Instruction: Please put the rows from the line with "Each <instance> block" up to and including the line with "box: [886, 16, 1054, 559]" into a Markdown table with the columns No. and Line, numbering each row and leaving out blank lines.

Supplied information:
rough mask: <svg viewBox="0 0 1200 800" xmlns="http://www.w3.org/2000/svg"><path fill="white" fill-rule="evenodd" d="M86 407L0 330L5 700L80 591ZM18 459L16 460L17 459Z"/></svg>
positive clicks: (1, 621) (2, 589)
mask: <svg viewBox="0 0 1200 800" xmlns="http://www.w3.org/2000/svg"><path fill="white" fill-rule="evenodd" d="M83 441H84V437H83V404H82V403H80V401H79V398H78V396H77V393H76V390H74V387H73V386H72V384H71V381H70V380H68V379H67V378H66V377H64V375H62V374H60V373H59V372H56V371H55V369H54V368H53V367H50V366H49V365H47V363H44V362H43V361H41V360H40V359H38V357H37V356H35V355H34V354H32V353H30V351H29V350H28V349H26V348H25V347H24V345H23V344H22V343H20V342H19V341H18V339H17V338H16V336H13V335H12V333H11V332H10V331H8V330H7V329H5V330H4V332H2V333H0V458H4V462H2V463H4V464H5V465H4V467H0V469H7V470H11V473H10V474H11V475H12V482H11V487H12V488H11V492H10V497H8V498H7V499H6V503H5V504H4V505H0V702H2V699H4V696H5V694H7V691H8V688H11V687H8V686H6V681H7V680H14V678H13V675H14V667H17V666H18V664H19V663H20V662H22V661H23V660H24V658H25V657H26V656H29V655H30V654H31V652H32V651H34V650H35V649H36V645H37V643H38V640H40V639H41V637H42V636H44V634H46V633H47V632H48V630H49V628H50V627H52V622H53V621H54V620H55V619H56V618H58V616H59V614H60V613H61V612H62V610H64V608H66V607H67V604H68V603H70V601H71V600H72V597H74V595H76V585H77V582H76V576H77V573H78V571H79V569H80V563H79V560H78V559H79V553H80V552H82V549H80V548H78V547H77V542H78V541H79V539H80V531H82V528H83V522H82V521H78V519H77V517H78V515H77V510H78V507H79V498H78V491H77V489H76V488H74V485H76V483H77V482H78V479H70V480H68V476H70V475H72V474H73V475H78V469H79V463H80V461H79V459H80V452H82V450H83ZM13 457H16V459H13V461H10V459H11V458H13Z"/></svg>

* * *

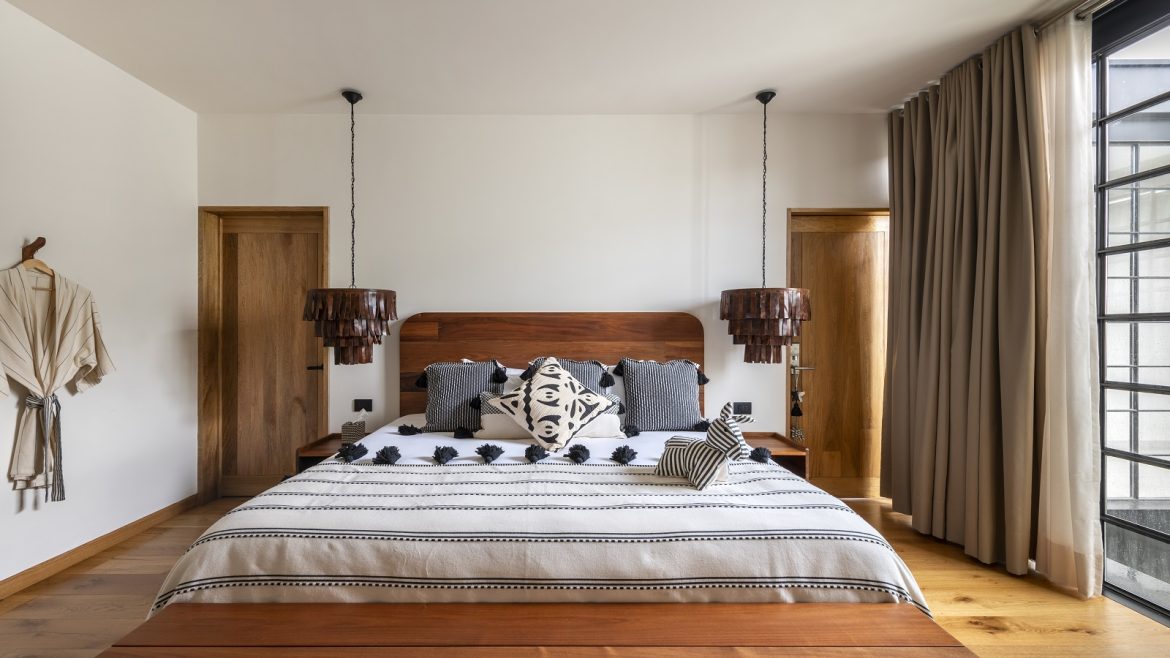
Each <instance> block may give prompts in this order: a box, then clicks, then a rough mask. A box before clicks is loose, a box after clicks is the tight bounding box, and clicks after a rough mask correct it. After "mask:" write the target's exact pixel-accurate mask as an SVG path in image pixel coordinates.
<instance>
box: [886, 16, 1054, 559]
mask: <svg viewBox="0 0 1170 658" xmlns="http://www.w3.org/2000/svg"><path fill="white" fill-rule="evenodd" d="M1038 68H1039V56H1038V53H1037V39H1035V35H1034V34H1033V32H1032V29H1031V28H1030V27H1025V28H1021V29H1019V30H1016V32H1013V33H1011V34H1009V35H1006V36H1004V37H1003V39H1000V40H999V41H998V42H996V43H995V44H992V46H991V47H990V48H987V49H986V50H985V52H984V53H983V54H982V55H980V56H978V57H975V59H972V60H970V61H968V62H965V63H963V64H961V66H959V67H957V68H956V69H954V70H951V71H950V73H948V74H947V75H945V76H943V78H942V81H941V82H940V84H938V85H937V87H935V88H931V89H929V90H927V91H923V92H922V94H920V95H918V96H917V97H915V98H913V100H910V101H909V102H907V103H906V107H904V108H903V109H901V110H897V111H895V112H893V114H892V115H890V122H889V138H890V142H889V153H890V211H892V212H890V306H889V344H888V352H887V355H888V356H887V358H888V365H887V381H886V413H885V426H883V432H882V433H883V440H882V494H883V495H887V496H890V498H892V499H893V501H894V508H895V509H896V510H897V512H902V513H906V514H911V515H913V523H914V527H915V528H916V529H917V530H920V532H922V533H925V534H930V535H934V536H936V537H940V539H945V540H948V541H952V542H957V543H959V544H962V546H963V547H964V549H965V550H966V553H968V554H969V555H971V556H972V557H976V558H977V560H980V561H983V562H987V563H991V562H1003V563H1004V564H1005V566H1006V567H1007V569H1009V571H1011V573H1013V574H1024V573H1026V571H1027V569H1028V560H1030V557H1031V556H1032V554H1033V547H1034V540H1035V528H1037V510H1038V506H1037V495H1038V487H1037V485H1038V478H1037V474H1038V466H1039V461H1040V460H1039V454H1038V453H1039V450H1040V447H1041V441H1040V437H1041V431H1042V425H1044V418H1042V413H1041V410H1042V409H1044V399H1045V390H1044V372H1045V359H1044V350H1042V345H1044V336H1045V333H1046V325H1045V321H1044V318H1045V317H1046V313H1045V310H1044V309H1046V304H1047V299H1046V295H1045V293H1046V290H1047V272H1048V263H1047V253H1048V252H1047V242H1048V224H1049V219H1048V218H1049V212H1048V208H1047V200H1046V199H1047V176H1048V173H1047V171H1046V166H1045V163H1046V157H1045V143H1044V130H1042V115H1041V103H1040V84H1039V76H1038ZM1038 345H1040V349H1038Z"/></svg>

Answer:
| No. | Line |
|---|---|
| 1 | Each <instance> block may give prompts in this order: a box, then clicks, then a rough mask. A box before clicks is loose, a box after clicks is the tight bounding box, and clicks after a rough mask correct it. After "mask:" write the target's exact pixel-accurate mask as an SVG path in image pixel coordinates. |
| 2 | <instance> |
| 3 | box: [886, 16, 1054, 559] |